* [Goal of the exercise]:
Reproduce the lines below word for word, leaving out the pictures.

* [The data]:

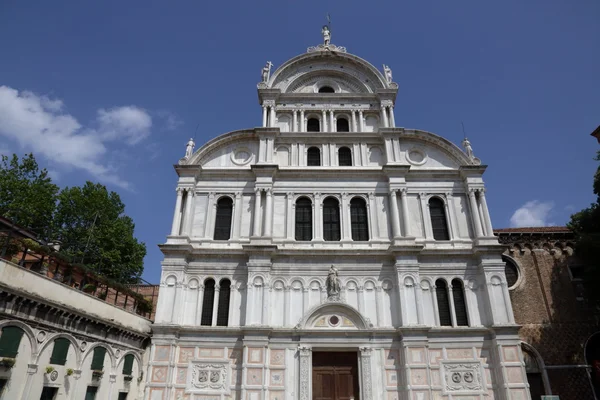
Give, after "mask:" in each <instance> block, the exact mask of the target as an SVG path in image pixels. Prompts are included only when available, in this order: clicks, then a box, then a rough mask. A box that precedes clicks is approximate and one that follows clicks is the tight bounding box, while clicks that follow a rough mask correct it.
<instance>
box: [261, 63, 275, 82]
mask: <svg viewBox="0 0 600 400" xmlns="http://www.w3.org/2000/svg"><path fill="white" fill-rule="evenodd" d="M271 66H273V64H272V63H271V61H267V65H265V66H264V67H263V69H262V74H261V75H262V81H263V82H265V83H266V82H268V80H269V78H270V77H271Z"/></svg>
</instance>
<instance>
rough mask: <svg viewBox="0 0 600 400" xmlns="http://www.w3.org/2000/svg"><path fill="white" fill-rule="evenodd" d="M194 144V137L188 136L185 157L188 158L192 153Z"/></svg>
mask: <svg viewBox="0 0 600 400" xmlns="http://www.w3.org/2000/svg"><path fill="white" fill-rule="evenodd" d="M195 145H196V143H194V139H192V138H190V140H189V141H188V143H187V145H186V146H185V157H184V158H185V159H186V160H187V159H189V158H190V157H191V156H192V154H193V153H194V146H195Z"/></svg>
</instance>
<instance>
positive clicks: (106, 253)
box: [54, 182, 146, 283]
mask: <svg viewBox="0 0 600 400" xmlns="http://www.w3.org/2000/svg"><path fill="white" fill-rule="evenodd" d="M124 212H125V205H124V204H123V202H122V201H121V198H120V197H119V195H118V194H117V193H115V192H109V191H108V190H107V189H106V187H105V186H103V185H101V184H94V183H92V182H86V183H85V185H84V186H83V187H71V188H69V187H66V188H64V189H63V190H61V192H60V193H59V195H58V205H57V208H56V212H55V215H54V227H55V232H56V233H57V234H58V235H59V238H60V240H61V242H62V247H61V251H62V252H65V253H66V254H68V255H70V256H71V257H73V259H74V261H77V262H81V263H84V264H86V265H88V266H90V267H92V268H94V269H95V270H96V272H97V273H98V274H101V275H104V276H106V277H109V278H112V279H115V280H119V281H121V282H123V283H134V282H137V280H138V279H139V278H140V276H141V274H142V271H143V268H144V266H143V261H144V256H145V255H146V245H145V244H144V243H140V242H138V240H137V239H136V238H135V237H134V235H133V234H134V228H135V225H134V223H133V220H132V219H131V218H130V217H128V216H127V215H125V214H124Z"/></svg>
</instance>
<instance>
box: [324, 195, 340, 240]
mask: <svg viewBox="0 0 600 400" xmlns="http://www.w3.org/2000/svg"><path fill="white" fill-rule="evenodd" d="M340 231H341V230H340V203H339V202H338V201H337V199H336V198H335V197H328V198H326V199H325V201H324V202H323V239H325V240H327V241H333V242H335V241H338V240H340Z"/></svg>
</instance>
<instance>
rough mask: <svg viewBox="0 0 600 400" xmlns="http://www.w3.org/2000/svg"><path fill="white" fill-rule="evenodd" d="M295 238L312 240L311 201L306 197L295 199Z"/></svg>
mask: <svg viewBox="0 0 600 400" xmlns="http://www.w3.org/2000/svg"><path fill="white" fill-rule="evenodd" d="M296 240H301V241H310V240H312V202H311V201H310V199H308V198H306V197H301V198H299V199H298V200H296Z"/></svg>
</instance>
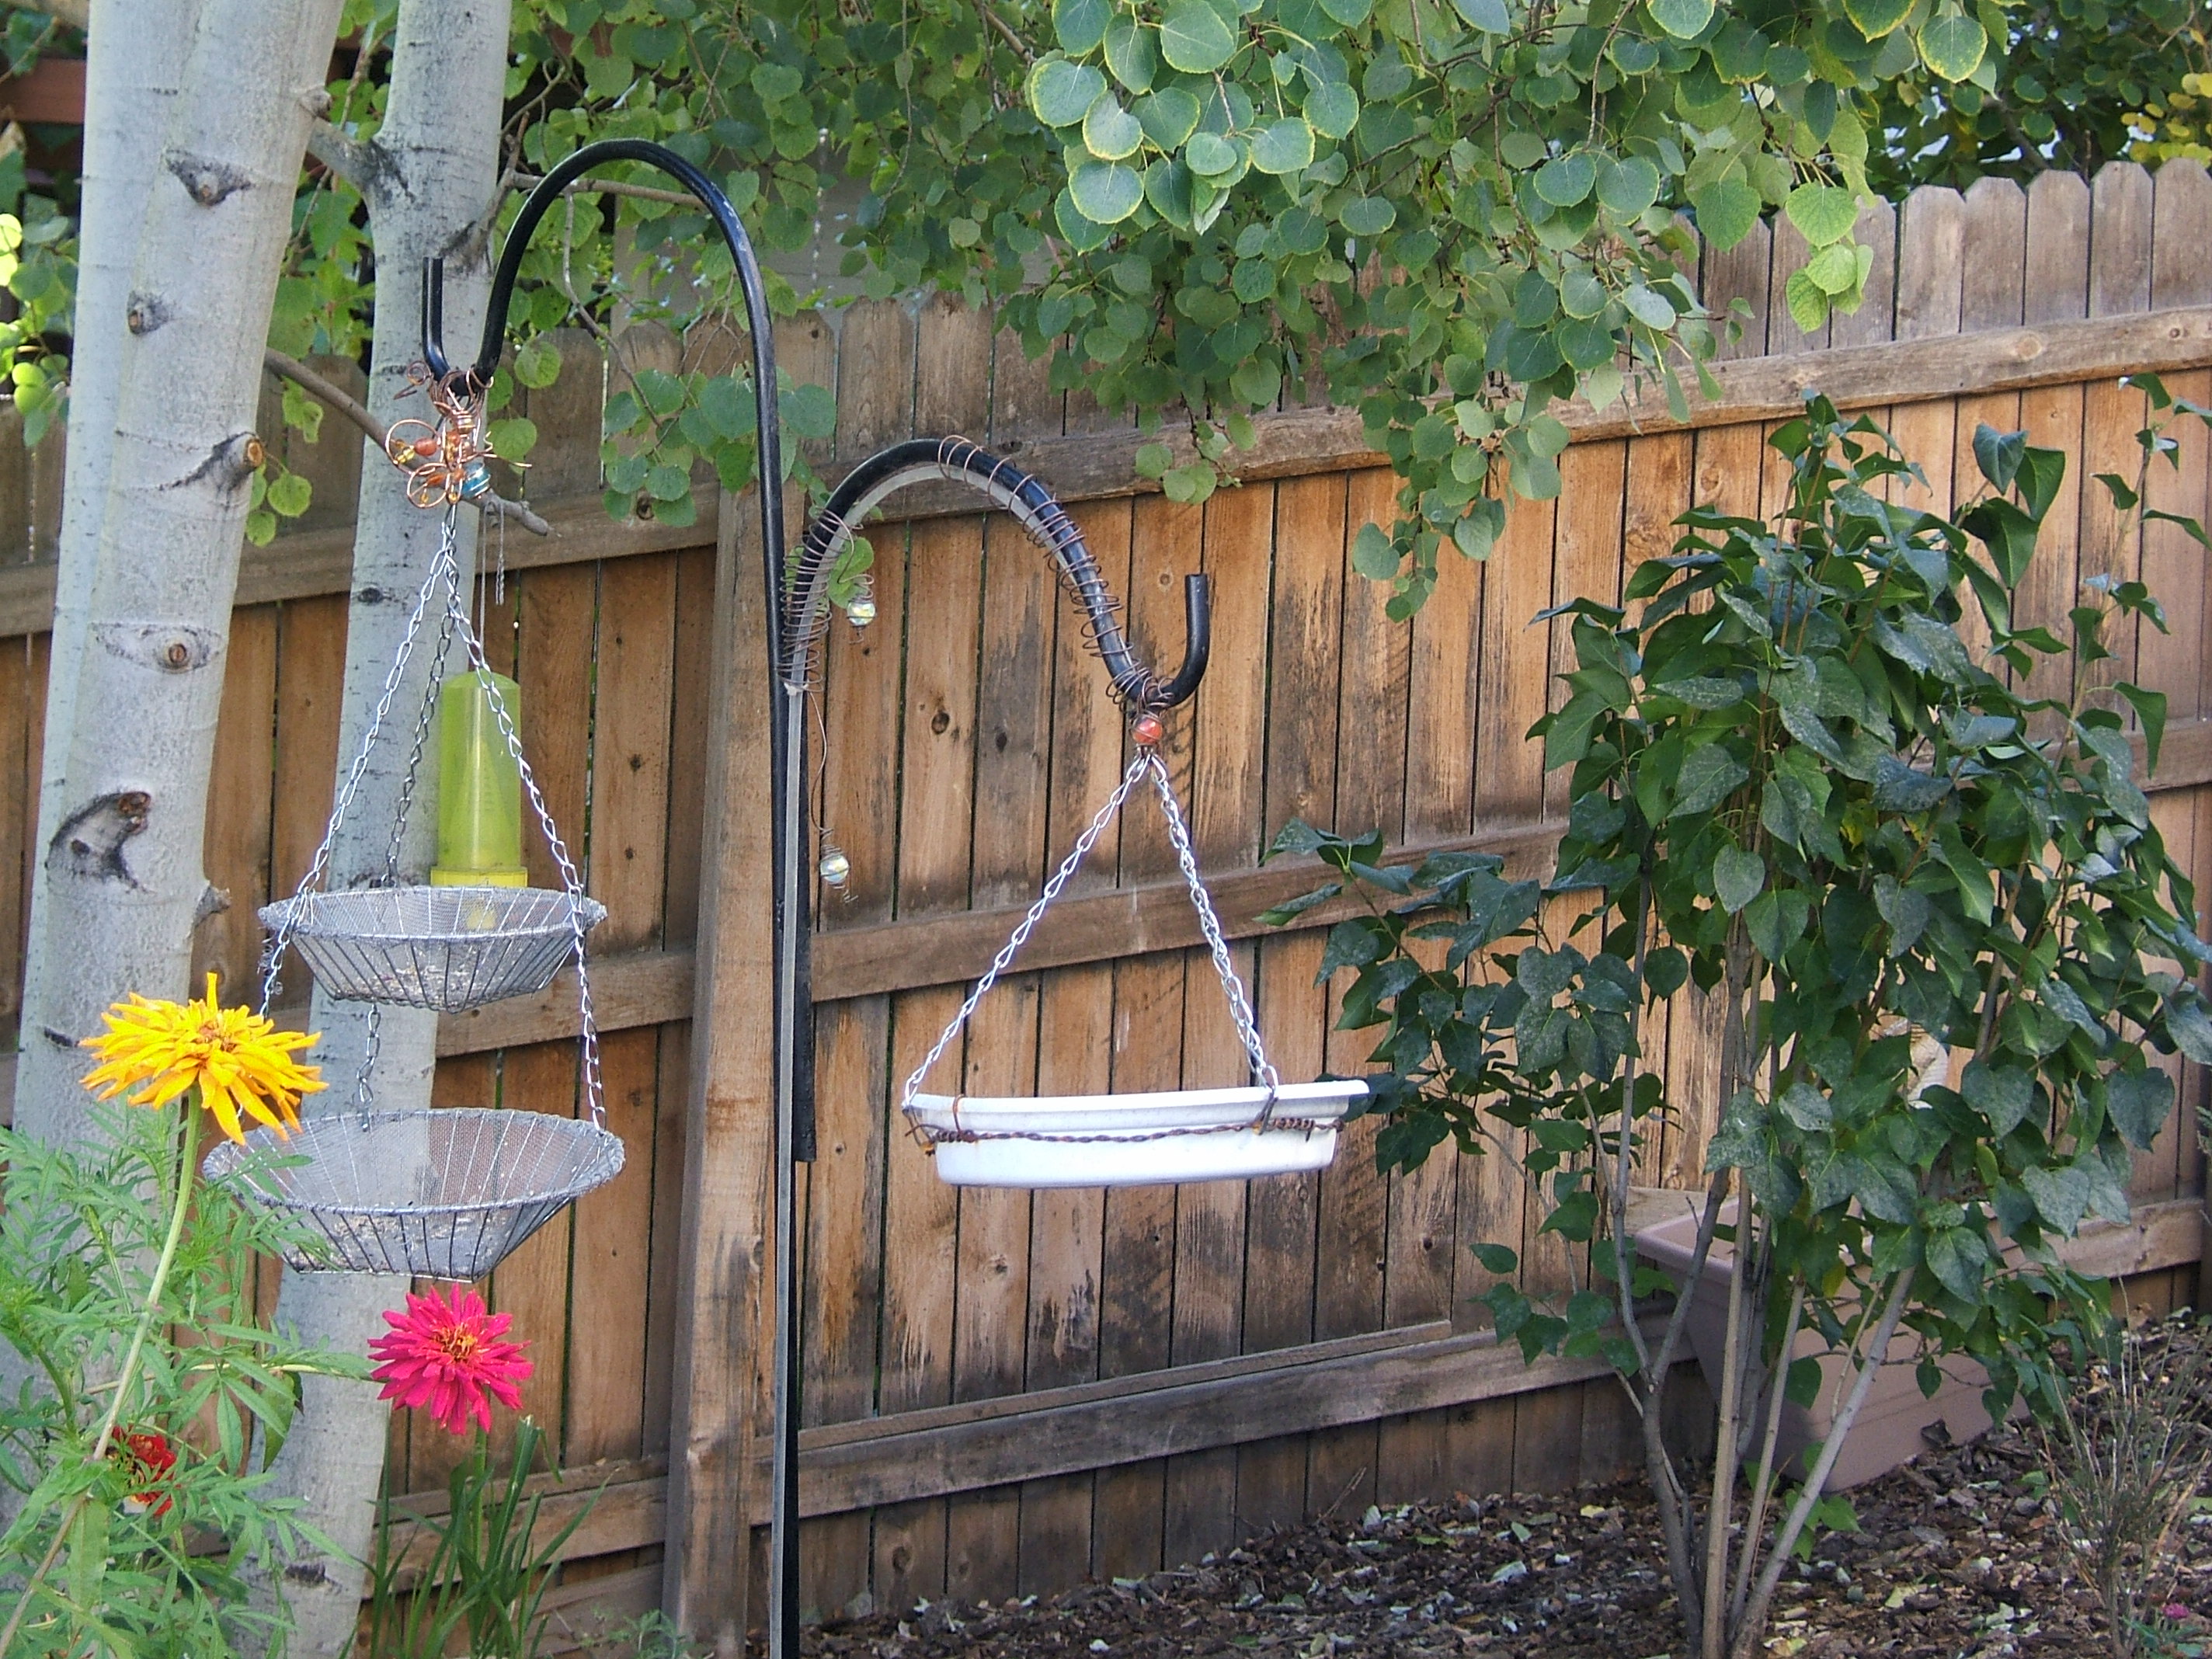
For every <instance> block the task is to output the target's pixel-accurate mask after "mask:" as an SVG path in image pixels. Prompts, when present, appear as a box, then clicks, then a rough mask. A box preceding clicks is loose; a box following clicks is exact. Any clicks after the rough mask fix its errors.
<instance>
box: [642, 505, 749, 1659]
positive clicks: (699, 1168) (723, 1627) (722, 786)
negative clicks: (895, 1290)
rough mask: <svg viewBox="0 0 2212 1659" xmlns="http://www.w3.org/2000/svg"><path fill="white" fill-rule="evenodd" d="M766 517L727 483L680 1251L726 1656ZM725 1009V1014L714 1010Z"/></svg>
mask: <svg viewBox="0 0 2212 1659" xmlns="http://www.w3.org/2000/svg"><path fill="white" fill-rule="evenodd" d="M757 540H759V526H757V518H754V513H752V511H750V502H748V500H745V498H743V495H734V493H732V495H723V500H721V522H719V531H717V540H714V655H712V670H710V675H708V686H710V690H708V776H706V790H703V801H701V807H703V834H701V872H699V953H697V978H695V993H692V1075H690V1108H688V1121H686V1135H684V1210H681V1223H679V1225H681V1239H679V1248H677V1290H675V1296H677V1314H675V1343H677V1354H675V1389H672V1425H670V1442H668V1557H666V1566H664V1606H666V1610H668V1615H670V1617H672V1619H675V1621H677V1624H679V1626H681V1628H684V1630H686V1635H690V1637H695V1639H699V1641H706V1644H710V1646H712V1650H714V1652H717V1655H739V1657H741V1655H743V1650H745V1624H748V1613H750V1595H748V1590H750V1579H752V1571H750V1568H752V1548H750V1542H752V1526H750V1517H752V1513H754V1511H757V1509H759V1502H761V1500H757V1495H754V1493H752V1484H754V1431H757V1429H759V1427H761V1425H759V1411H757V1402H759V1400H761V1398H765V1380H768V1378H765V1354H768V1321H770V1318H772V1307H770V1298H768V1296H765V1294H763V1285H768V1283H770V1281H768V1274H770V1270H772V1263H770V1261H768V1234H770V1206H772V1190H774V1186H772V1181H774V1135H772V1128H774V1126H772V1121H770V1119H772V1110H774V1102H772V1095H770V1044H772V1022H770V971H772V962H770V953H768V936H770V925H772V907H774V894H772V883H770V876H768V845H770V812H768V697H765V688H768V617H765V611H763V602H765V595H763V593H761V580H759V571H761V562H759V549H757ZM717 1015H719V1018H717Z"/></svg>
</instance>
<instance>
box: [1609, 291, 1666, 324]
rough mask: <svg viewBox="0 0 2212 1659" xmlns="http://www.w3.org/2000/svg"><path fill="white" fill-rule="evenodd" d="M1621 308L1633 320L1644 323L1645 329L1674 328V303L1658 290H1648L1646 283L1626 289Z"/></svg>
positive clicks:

* [Exercise output]:
Give, after "mask:" in each <instance> block, the exact mask of the target as an SVG path in image pixels. Prompts are included only when available, in this order: clicks, then a box, then a rough mask. A box that precedes clicks is approximate and one that follows clicks is the tight bounding box, while clicks that follow a rough mask correct it.
<instance>
box: [261, 63, 275, 82]
mask: <svg viewBox="0 0 600 400" xmlns="http://www.w3.org/2000/svg"><path fill="white" fill-rule="evenodd" d="M271 66H273V64H272V63H271V61H267V65H265V66H264V67H263V69H262V74H261V75H262V81H263V82H265V83H266V82H268V80H269V78H270V77H271Z"/></svg>
</instance>
<instance>
rough mask: <svg viewBox="0 0 600 400" xmlns="http://www.w3.org/2000/svg"><path fill="white" fill-rule="evenodd" d="M194 144V137L188 136L185 157L188 158L192 153Z"/></svg>
mask: <svg viewBox="0 0 600 400" xmlns="http://www.w3.org/2000/svg"><path fill="white" fill-rule="evenodd" d="M195 145H196V143H194V139H192V138H190V140H189V141H188V143H187V145H186V146H185V157H184V158H185V159H186V160H187V159H189V158H190V157H191V156H192V154H193V153H194V146H195Z"/></svg>
</instance>
<instance>
positive clicks: (106, 253)
box: [54, 182, 146, 283]
mask: <svg viewBox="0 0 600 400" xmlns="http://www.w3.org/2000/svg"><path fill="white" fill-rule="evenodd" d="M124 212H125V205H124V204H123V202H122V201H121V198H120V197H119V195H118V194H117V193H115V192H109V191H108V190H107V189H106V187H105V186H103V185H101V184H94V183H92V182H86V183H85V185H84V186H83V187H71V188H69V187H66V188H64V189H63V190H61V192H60V193H59V195H58V205H57V208H56V212H55V215H54V227H55V232H56V233H57V234H58V235H59V238H60V240H61V242H62V247H61V251H62V252H65V253H66V254H68V255H70V256H71V257H73V259H74V261H77V262H81V263H84V264H86V265H88V266H90V267H92V268H94V269H95V270H96V272H97V273H98V274H101V275H104V276H106V277H109V278H112V279H115V280H119V281H121V282H123V283H134V282H137V280H138V279H139V278H140V276H141V274H142V271H143V268H144V266H143V261H144V256H145V255H146V245H145V244H144V243H140V242H138V240H137V239H136V238H135V237H134V235H133V234H134V228H135V225H134V223H133V220H132V219H131V218H130V217H128V216H127V215H125V214H124Z"/></svg>
</instance>
<instance>
box: [324, 195, 340, 240]
mask: <svg viewBox="0 0 600 400" xmlns="http://www.w3.org/2000/svg"><path fill="white" fill-rule="evenodd" d="M340 231H341V230H340V203H339V202H338V201H337V199H336V198H335V197H328V198H326V199H325V201H324V202H323V239H325V240H327V241H333V242H335V241H338V240H340Z"/></svg>
</instance>
<instance>
rough mask: <svg viewBox="0 0 600 400" xmlns="http://www.w3.org/2000/svg"><path fill="white" fill-rule="evenodd" d="M295 238L312 240L311 201L306 197L295 199Z"/></svg>
mask: <svg viewBox="0 0 600 400" xmlns="http://www.w3.org/2000/svg"><path fill="white" fill-rule="evenodd" d="M296 240H301V241H310V240H312V202H311V201H310V199H308V198H306V197H301V198H299V199H298V200H296Z"/></svg>
</instance>
For every <instance> block the task is to output the target's pixel-accurate mask after "mask:" as an SVG path in image pixels. Prompts, when present, appear as a box, then clicks, then a rough mask. A box preceding clicks is loose; a box following clicks is exact. Any clicks after the rough mask fix its errors.
<instance>
box: [642, 505, 749, 1659]
positive clicks: (699, 1168) (723, 1627) (722, 786)
negative clicks: (895, 1290)
rough mask: <svg viewBox="0 0 2212 1659" xmlns="http://www.w3.org/2000/svg"><path fill="white" fill-rule="evenodd" d="M766 517L727 483L680 1251L726 1656ZM725 1009V1014L714 1010Z"/></svg>
mask: <svg viewBox="0 0 2212 1659" xmlns="http://www.w3.org/2000/svg"><path fill="white" fill-rule="evenodd" d="M757 540H759V526H757V518H754V513H752V511H750V502H748V500H745V498H743V495H734V493H732V495H723V500H721V522H719V531H717V540H714V655H712V670H710V675H708V686H710V690H708V776H706V790H703V801H701V807H703V834H701V872H699V953H697V978H695V993H692V1075H690V1108H688V1121H686V1135H684V1210H681V1223H679V1225H681V1239H679V1248H677V1290H675V1296H677V1314H675V1343H677V1354H675V1389H672V1425H670V1442H668V1557H666V1566H664V1606H666V1610H668V1615H670V1617H672V1619H675V1621H677V1624H679V1626H681V1628H684V1630H686V1635H690V1637H695V1639H699V1641H706V1644H710V1646H712V1650H714V1652H717V1655H739V1657H741V1655H743V1650H745V1624H748V1613H750V1595H748V1590H750V1579H752V1571H750V1568H752V1548H750V1542H752V1526H750V1517H752V1513H754V1511H757V1509H759V1502H761V1500H757V1495H754V1493H752V1484H754V1431H757V1429H759V1427H761V1425H759V1411H757V1402H759V1400H761V1398H765V1380H768V1378H765V1354H768V1321H770V1318H772V1307H770V1298H768V1296H765V1294H763V1285H768V1283H770V1281H768V1274H770V1270H772V1263H770V1261H768V1234H770V1206H772V1190H774V1186H772V1181H774V1135H772V1128H774V1126H772V1121H770V1119H772V1110H774V1102H772V1095H770V1044H772V1022H770V971H772V962H770V953H768V936H770V925H772V907H774V894H772V883H770V876H768V845H770V812H768V697H765V688H768V617H765V611H763V602H765V595H763V593H761V580H759V571H761V562H759V549H757ZM717 1015H719V1018H717Z"/></svg>
</instance>
<instance>
box: [1609, 291, 1666, 324]
rough mask: <svg viewBox="0 0 2212 1659" xmlns="http://www.w3.org/2000/svg"><path fill="white" fill-rule="evenodd" d="M1621 308L1633 320L1644 323L1645 329L1674 328V303L1658 290H1648L1646 283L1626 289Z"/></svg>
positive clicks:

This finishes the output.